§ **Problem statement**: Return each line of the items below that contains the string "stone".

§ **Extracted information**:
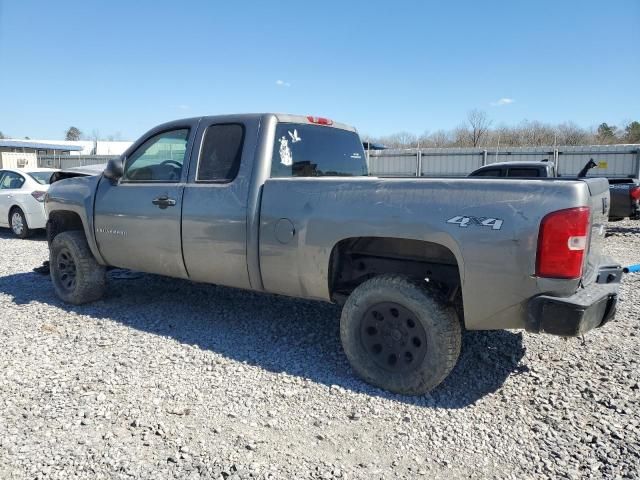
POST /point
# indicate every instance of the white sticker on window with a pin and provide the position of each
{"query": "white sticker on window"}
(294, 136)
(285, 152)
---
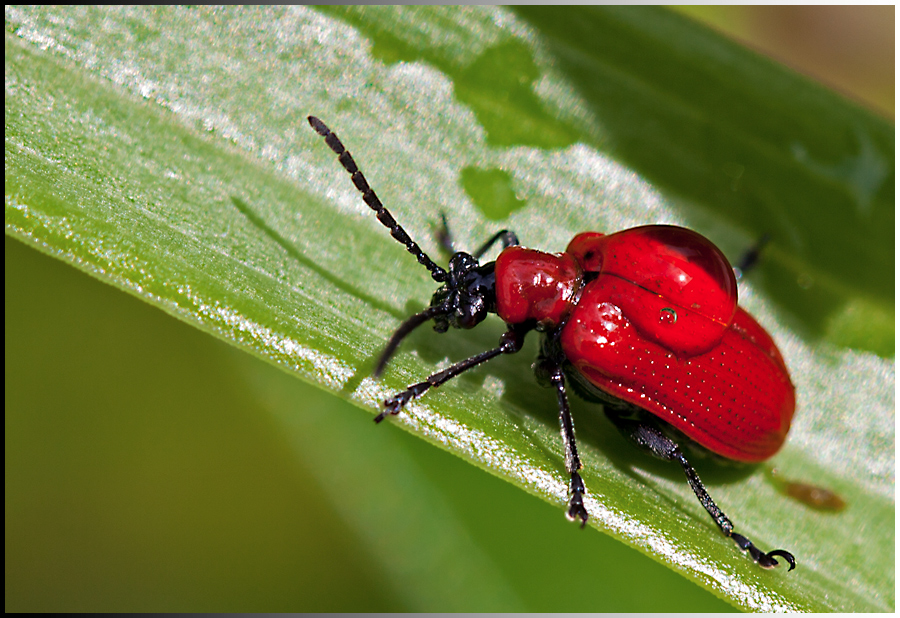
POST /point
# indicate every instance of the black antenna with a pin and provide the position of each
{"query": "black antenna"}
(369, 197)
---
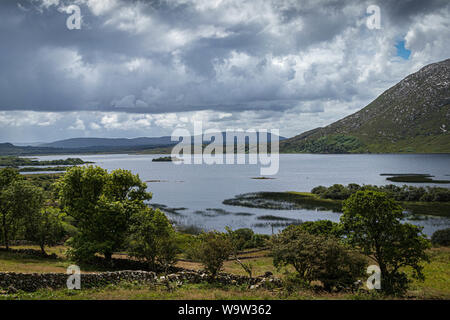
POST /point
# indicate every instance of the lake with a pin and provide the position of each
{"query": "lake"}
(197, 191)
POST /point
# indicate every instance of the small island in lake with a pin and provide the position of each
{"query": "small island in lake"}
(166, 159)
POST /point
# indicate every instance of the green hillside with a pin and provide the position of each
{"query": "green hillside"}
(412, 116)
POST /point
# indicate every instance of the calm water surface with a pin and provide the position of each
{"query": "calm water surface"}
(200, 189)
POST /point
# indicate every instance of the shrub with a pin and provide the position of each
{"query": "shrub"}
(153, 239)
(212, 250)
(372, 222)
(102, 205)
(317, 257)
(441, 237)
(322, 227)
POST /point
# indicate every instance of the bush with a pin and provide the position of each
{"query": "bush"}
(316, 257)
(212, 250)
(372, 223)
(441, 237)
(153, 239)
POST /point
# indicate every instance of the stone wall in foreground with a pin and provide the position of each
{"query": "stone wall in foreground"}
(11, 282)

§ **Final result**:
# indicate every instance of the stone wall in foreground with a pin and provide the position of each
{"query": "stone wall in foreground"}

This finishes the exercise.